═════ DOCUMENT EXCERPT ═════

Human Right to Water: Accessibility

The third component of the Human Right to Water is accessibility.  Access to water is something people don’t talk about much until folks start losing access, such as during drought.  Access is another intersecting challenge that transcends water justice, environmental justice, social and political issues. 

In our compounding droughts, we’ve seen so many people across our state lose access to water,” said Dr. Dobbin.  “This has really exposed these disparate levels of vulnerability and water security across the state.  Since we started keeping track, California has recorded more than 3300 domestic well shortages.  We’ve also seen many public water systems lose water supply.”

It’s important to note that we’re not just seeing inequities in drought impacts, but we see these same patterns of inequities in the plans that we’re working on to address the drought impacts,” she continued.  “We can’t just think of this as a natural or environmental issue; this is also a social issue.  So as we move as a state to implement water shortages plans and implement groundwater sustainability planning, we see repetitions of the same disparities, from lack of access to water or vulnerability to losing water, replicated in our planning and our solutions to the drought inequities we’ve seen.”

The story of Teviston

Teviston is a small community located in Tulare County that was originally settled by black migrants in the late 1930s and is now a predominantly Latino community with about 100 households.  The community relies on a single groundwater well.  On June 9, their well went down, and those 100 households, roughly about 700 people, had no water coming out of their tap at all.

This wasn’t the first time this happened in Teviston; the well had failed in 2012 and again in 2017.  Each time, the well had been rehabbed, a temporary fix, to bring water back online.  The well was once again rehabbed,  so by mid-July, Teviston’s well was back online.

It’s not solving the underlying issue of this vulnerability to water shortage that Teviston has existed with since at least 2012,” she said.

Dr. Dobbin noted that the GSA has a monitoring well right next to the community, and for well over a year before the well failed this summer, the GSA was reporting drastic declines in groundwater in the region.  And Teviston is just one example of many communities in the Central Valley and beyond. 

These impacts are not just a San Joaquin Valley issue or a Central Valley issue, but certainly touch statewide, she said.

Environmental justice and the Delta

The State Water Board keeps a Human Right to Water list of every community water system consistently failing to meet safe drinking water standards.  There are about 300 communities on that list at any given time.  And while every region of the state is unique, Ms. Firestone said that none are exempt from these challenges, including the Delta.

About 98 community water systems in the Bay-Delta watershed consistently fail to meet safe drinking water standards already, at least five of which are located within the legal Delta, as shown on the map on the lower left.

═════

- _EXERCISE INSTRUCTIONS_:
Answer these from the text on water access:
(a) How many domestic well shortages has California recorded since it started keeping track?
(b) In which two earlier years had Teviston's well failed?
(c) About how many communities are on the State Water Board's Human Right to Water list at any given time?
Please answer from the text on water access and nothing else.

═════ DATASET ENTRIES ═════

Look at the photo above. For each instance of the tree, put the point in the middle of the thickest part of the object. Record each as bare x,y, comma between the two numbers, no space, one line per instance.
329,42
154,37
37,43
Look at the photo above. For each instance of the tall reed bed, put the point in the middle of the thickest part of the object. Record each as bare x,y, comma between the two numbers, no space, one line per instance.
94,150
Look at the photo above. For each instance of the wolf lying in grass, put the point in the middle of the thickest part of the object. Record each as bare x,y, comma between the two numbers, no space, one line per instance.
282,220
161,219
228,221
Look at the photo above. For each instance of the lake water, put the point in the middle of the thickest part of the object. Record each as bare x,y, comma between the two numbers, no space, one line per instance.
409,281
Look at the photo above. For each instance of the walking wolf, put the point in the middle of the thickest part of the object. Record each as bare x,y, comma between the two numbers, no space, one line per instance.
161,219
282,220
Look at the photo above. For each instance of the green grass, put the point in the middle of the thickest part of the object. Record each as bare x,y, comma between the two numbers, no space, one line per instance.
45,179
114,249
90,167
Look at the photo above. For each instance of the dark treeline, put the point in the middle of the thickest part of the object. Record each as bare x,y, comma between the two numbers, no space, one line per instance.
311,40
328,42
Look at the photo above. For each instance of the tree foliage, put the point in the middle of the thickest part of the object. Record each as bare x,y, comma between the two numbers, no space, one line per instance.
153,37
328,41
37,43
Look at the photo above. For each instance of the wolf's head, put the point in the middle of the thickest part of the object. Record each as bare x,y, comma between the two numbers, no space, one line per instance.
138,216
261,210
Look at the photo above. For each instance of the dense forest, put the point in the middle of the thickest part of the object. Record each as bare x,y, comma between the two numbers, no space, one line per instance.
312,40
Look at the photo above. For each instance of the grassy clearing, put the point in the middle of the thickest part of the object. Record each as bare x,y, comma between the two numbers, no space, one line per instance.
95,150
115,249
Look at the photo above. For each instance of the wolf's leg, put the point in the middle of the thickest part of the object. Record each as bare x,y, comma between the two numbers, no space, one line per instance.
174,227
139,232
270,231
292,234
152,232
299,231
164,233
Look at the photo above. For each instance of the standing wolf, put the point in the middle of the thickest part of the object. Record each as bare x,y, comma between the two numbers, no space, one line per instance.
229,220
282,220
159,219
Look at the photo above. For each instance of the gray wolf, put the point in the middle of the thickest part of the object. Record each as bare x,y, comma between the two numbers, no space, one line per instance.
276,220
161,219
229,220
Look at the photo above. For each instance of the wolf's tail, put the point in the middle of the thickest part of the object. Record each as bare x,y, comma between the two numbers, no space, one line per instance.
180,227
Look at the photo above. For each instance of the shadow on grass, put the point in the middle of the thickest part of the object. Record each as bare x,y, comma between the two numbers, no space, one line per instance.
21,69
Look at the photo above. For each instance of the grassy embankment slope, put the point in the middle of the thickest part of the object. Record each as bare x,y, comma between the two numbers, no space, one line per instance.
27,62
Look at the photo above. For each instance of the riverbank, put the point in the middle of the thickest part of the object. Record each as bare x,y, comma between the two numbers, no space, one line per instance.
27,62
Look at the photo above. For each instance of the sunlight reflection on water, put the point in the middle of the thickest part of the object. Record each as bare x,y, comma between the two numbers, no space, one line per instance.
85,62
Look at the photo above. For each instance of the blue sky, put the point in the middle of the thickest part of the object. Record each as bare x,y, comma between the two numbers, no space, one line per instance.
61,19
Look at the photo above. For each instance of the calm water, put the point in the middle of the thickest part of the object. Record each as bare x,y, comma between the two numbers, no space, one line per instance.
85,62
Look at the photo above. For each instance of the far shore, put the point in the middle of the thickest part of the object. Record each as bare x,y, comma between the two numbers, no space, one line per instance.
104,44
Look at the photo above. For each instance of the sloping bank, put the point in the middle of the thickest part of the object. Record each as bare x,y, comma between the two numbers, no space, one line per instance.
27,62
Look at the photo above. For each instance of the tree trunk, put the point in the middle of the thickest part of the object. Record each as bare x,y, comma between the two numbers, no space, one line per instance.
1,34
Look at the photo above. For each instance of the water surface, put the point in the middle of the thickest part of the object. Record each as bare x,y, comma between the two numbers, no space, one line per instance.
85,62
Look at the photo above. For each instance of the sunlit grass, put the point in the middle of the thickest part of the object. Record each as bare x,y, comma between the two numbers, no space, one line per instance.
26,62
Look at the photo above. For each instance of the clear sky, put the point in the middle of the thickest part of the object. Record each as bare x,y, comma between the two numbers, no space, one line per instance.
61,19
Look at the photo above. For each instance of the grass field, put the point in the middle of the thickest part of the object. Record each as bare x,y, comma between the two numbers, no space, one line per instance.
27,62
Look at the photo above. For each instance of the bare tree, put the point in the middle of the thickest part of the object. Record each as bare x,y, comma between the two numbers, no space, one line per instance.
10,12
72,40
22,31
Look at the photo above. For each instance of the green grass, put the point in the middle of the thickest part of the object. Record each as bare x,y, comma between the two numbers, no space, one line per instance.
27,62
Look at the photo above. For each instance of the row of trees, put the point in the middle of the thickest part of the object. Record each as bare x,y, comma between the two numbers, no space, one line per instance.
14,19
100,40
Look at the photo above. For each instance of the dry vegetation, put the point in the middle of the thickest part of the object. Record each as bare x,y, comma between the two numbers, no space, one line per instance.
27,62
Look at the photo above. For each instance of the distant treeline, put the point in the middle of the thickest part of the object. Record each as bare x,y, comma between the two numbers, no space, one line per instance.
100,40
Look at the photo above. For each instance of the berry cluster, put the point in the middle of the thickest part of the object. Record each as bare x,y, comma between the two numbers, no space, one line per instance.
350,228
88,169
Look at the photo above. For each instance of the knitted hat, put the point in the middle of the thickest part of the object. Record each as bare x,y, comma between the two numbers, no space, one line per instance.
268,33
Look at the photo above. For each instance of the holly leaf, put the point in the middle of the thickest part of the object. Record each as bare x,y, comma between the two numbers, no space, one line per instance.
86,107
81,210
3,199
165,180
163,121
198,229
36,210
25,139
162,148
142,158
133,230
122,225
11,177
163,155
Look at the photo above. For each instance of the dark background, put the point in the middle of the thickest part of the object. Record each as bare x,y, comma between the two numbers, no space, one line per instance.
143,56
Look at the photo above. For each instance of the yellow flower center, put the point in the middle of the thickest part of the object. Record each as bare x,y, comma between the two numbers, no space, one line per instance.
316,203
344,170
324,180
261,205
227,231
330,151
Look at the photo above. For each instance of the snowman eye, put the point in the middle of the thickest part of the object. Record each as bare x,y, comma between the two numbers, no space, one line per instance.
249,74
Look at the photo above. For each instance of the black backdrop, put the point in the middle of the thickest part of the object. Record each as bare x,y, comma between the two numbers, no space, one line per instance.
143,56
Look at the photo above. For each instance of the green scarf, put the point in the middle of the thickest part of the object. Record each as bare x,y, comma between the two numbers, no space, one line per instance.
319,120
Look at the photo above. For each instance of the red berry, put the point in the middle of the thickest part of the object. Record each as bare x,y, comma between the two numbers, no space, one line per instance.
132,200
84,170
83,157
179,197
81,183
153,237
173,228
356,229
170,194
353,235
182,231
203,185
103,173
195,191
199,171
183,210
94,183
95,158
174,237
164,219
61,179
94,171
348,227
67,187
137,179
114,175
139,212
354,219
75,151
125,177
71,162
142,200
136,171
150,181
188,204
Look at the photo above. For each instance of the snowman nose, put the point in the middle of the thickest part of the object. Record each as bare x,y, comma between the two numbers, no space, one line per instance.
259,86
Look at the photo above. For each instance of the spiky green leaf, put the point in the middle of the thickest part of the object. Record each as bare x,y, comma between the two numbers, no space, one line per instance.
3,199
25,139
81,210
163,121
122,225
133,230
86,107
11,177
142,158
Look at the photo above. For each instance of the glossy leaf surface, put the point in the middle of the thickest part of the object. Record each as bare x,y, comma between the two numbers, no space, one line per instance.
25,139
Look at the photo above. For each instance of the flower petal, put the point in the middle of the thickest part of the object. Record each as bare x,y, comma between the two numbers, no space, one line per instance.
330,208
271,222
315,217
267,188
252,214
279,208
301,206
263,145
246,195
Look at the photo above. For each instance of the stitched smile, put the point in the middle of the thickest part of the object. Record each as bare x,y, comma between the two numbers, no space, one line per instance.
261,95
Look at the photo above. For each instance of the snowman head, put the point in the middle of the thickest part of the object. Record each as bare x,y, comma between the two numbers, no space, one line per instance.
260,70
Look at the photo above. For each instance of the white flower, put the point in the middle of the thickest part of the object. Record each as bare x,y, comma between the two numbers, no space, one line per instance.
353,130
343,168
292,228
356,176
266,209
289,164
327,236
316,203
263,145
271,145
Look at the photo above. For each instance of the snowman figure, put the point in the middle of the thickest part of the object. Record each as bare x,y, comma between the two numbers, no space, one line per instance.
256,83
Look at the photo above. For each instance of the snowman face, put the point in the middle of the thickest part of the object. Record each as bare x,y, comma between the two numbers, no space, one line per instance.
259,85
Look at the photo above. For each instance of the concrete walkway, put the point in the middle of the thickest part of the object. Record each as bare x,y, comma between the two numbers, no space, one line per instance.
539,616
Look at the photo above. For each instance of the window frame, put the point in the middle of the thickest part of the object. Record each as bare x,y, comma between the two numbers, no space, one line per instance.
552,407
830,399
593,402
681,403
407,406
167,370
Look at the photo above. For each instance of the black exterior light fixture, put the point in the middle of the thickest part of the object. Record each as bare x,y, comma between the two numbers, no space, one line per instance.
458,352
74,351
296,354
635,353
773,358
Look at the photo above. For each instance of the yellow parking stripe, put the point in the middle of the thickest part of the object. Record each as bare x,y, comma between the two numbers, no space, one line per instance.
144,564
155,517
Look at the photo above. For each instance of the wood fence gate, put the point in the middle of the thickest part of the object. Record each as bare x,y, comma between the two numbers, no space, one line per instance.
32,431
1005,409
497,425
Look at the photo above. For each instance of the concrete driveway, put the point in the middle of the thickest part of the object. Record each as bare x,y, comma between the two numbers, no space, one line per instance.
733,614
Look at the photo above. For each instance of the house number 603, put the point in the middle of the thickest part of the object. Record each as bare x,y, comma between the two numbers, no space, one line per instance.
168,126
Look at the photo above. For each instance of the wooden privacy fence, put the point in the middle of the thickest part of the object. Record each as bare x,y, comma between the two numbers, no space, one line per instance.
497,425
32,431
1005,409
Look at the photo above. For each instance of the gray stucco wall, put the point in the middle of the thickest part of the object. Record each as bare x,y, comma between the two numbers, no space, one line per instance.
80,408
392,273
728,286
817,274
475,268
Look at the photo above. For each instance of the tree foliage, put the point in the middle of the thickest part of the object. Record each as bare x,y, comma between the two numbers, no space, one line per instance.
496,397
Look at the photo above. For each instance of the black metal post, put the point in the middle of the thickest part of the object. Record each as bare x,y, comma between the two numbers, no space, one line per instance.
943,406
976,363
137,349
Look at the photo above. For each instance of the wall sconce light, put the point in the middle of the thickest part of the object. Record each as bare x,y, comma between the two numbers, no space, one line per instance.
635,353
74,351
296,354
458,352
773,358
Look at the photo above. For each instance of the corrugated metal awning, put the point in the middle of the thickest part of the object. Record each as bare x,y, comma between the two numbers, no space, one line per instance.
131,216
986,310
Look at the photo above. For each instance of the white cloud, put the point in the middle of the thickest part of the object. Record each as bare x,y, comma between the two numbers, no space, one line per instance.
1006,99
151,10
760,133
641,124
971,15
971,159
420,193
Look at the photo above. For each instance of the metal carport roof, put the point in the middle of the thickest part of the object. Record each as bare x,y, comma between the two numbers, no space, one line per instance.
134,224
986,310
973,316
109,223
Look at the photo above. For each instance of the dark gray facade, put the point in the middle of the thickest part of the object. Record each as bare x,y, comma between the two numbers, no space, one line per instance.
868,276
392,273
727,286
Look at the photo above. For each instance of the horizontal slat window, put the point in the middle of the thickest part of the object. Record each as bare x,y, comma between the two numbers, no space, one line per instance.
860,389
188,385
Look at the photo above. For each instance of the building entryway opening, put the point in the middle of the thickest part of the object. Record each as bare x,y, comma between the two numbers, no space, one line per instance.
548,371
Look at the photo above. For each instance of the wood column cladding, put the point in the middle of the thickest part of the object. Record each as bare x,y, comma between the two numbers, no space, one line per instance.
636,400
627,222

═════

- _EXERCISE SOLUTION_:
(a) More than 3300.
(b) 2012 and 2017.
(c) About 300.